(begin)
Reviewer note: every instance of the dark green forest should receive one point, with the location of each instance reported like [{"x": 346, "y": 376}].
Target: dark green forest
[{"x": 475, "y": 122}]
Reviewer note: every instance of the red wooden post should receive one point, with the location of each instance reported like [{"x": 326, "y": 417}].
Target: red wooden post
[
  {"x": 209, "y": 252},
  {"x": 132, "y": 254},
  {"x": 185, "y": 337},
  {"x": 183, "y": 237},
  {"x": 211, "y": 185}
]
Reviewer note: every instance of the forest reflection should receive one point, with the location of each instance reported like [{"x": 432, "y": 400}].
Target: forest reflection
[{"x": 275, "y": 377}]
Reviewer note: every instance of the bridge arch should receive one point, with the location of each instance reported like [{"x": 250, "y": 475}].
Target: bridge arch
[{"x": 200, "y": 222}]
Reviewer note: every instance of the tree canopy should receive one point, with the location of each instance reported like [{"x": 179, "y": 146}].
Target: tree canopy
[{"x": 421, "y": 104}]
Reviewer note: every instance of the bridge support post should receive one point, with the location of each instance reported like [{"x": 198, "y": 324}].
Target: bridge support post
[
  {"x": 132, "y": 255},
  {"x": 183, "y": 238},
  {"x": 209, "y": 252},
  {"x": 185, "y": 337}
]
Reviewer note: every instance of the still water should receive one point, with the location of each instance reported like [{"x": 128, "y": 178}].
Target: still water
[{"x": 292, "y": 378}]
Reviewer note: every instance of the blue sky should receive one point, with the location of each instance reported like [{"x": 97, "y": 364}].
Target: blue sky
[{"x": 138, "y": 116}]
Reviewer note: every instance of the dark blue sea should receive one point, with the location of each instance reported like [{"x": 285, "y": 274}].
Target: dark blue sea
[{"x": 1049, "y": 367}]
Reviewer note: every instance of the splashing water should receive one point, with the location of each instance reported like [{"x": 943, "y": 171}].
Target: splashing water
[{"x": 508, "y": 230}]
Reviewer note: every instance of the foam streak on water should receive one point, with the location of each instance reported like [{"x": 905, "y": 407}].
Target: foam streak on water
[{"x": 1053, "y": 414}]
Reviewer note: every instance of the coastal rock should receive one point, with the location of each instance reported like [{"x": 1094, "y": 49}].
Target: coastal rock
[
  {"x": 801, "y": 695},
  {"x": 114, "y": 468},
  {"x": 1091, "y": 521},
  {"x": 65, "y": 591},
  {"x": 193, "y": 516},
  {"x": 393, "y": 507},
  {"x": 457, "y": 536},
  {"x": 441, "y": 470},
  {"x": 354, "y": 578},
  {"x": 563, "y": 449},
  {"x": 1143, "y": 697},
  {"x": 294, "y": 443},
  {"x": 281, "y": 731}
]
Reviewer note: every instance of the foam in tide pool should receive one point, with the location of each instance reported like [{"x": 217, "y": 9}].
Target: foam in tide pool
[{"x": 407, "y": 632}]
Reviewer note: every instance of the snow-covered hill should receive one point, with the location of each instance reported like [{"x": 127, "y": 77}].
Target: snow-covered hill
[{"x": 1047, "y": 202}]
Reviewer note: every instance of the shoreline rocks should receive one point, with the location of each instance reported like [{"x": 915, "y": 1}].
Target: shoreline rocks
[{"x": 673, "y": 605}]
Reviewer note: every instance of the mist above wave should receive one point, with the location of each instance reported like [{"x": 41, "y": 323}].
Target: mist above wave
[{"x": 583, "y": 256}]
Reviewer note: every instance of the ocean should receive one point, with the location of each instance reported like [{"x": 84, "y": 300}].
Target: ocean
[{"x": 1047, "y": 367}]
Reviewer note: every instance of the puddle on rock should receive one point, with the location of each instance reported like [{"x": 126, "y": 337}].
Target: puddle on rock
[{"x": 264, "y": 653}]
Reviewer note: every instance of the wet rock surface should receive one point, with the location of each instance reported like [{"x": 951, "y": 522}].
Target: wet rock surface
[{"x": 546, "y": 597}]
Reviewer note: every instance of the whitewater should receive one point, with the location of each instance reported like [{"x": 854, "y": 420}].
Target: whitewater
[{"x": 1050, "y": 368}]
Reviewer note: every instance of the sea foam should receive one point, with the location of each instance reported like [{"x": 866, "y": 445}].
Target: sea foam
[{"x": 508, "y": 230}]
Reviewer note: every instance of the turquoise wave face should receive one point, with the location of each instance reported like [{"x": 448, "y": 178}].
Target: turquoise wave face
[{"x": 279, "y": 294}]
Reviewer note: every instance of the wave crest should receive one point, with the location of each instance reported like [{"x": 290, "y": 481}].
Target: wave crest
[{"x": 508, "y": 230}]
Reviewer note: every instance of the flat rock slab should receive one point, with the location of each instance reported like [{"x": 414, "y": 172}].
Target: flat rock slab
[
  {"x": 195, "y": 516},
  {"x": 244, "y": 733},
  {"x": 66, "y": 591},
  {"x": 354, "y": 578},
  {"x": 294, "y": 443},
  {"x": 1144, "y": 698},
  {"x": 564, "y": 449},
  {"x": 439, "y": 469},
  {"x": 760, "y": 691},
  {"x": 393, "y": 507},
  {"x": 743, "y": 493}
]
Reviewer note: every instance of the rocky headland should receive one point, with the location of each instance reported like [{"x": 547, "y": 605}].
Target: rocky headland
(end)
Task brief
Rewrite the rows from the line containing "Reviewer note: every instance of the rocky" up to and including the last line of the rows, replacing "rocky headland" with "coastal cliff" and leaving everything else the same.

Expected answer
Reviewer note: every instance of the coastal cliff should receive one point, with the location of each instance reported like [{"x": 547, "y": 605}].
Target: coastal cliff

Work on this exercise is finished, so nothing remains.